- _Direction_: Present every line of the items below as a numbered list, omitting blank lines and leaving the pictures out.

- _Source data_:
───

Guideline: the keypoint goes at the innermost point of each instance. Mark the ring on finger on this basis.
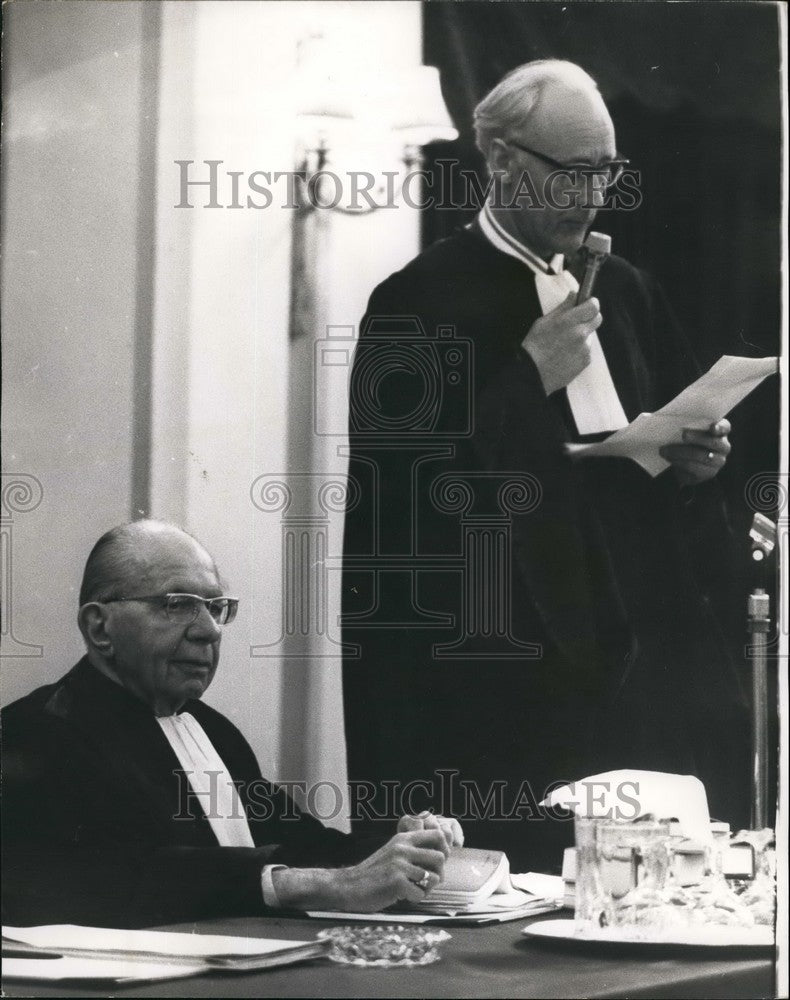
(424, 882)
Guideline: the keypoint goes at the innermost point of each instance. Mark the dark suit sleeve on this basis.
(80, 845)
(70, 856)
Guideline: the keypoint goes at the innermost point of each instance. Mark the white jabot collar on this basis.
(592, 395)
(209, 779)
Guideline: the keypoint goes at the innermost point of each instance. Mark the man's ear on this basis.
(500, 158)
(92, 620)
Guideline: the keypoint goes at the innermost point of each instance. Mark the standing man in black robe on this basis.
(514, 618)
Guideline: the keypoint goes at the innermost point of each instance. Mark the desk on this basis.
(478, 962)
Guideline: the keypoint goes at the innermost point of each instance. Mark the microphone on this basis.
(597, 248)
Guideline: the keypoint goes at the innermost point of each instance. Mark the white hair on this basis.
(515, 97)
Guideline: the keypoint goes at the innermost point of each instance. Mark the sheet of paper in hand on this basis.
(704, 402)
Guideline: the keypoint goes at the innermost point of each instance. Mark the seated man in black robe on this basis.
(128, 802)
(515, 618)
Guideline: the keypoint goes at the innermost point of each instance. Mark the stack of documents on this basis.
(69, 951)
(477, 888)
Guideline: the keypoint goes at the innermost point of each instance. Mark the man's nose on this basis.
(204, 628)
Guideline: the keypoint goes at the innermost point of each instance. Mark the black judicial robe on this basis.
(609, 571)
(99, 827)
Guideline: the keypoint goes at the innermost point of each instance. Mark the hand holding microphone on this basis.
(558, 342)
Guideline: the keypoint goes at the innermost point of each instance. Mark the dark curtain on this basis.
(694, 91)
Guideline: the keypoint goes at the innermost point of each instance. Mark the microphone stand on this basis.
(763, 534)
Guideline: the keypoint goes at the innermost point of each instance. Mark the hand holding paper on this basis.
(704, 403)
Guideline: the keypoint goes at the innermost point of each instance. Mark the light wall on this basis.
(185, 381)
(77, 86)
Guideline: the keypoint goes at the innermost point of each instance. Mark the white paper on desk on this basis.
(492, 916)
(702, 403)
(171, 945)
(100, 969)
(548, 887)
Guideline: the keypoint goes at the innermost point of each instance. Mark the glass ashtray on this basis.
(390, 946)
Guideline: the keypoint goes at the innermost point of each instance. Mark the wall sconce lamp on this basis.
(349, 130)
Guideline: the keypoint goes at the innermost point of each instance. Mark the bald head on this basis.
(124, 556)
(162, 654)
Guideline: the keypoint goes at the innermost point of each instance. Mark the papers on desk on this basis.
(704, 402)
(526, 895)
(106, 970)
(95, 952)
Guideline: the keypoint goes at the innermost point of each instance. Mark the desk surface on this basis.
(478, 962)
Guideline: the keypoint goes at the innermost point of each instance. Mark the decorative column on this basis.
(486, 565)
(21, 493)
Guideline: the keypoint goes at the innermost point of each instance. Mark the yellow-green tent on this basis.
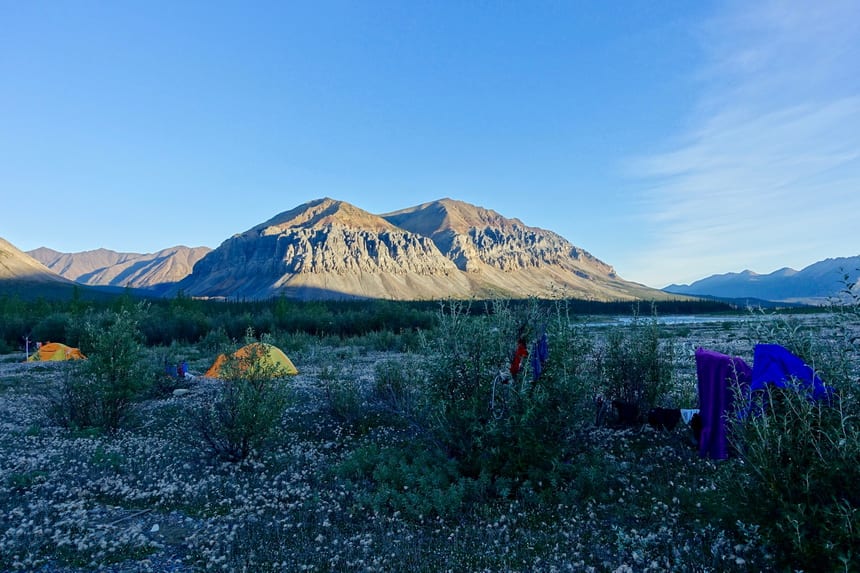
(56, 351)
(270, 356)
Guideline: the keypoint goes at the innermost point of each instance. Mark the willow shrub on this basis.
(245, 410)
(100, 391)
(633, 364)
(515, 433)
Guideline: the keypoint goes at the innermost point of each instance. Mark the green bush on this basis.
(99, 392)
(417, 481)
(511, 432)
(249, 401)
(634, 365)
(802, 458)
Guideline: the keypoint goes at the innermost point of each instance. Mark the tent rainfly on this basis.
(56, 351)
(270, 356)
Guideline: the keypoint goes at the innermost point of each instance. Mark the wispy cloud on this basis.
(767, 173)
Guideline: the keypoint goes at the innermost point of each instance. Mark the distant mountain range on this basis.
(328, 249)
(331, 249)
(135, 270)
(443, 249)
(816, 284)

───

- _Written response_:
1. Guideline: the keypoint goes at the innermost point of each instance. Mark the ring on finger on this basis.
2. (424, 882)
3. Guideline: the keypoint goes at the innermost point of each instance. Mark the dark suit sleeve on this basis.
4. (80, 845)
5. (70, 856)
6. Guideline: the keypoint goes at the innermost point of each instance. Mark the white jabot collar on this basis.
7. (592, 395)
8. (209, 779)
9. Guideline: the keypoint goes at the innermost point of each instance. Mark the man's ear on this basis.
10. (500, 158)
11. (92, 620)
12. Guideline: the keypoint goes at the innermost point of each instance. Mark the standing man in black robe on this basis.
13. (514, 618)
14. Guideline: the keypoint goes at the innermost point of each instance. Mark the desk on this basis.
15. (478, 962)
16. Guideline: the keypoint goes at the innermost point of each instance. Mark the microphone on this basis.
17. (597, 248)
18. Guideline: the keypoint goes at the innermost point of each instance. Mark the white hair on this basis.
19. (515, 97)
20. Guideline: the keypoint goes at the innermost point of each instance. Mark the sheet of paper in hand on this basis.
21. (704, 402)
22. Guideline: the keypoint goes at the innermost point of each instance. Mark the seated man in black robe on this basis.
23. (128, 802)
24. (515, 618)
25. Guideline: the keypoint goes at the innermost point of each instance. Mark the stack of documents on this basis.
26. (69, 951)
27. (477, 888)
28. Guideline: the keypoint goes at the innermost point of each instance. Mark the man's nose on this basis.
29. (204, 628)
30. Guideline: the keypoint goes at the innermost point of each instance. Mark the black judicial robe on this basis.
31. (609, 571)
32. (99, 827)
33. Guideline: the keypoint goes at the innermost point of each instance. Mark the hand holding microphone on this basis.
34. (558, 342)
35. Guideline: the keypoint goes at the innermost point of each instance. Mark the dark curtain on this basis.
36. (694, 91)
37. Guideline: the keypoint goes at the innermost point of each instance. Mark the microphone stand on this basis.
38. (763, 534)
39. Guideline: the keypoint goes at the innermost point of each instance. Mark the hand holding paper on this basis.
40. (704, 403)
41. Guideline: the keypoint goes at the innermost point of each instance. Mark the light wall on this basis.
42. (185, 381)
43. (77, 86)
44. Guideline: the keypoint goes at the innermost point of each instance. Mark the white paper on desk on this basis.
45. (492, 916)
46. (702, 403)
47. (171, 945)
48. (100, 969)
49. (548, 887)
50. Guideline: the keypoint goes at the innermost point of each instance. Mark the glass ashtray on this basis.
51. (390, 946)
52. Guideline: the keypoint goes at the innermost point of each instance. Mark the wall sconce lamp on this basis.
53. (349, 130)
54. Guideline: the keypoint goes at the innermost point of each instance. Mark the bald head on this basis.
55. (124, 556)
56. (162, 654)
57. Guideline: the keypoint goes at the innermost point of each instance. Mark the papers on desk on this basis.
58. (704, 402)
59. (526, 895)
60. (106, 970)
61. (95, 952)
62. Guideline: the keypoint goes at the innermost point of each instance. Mark the desk surface on this basis.
63. (478, 962)
64. Guideline: the keypoint goes at the innermost point of each instance. Mark the decorative column on this basis.
65. (486, 565)
66. (21, 493)
67. Guideline: the keypoint goes at the innermost point of each instance. Mark the yellow-green tent on this basis.
68. (56, 351)
69. (270, 356)
70. Guideline: the keypoint goes at the innermost point of each instance. Mark the willow shrub on this basis.
71. (245, 410)
72. (100, 391)
73. (633, 364)
74. (515, 433)
75. Guideline: the keypoint goes at the innermost point of each instance. Mark the green bush on this basis.
76. (99, 392)
77. (417, 481)
78. (511, 432)
79. (249, 401)
80. (634, 365)
81. (802, 458)
82. Guideline: the keypoint goes at the innermost point of each instance. Mark the tent rainfly on this basis.
83. (56, 351)
84. (270, 356)
85. Guideline: the keypoint goes at the innermost point of each instance. Mark the wispy cloud on this basis.
86. (767, 173)
87. Guideline: the keypoint goes at the innermost point of each instance. Mark the distant mountain range on this basis.
88. (328, 249)
89. (331, 249)
90. (135, 270)
91. (443, 249)
92. (816, 284)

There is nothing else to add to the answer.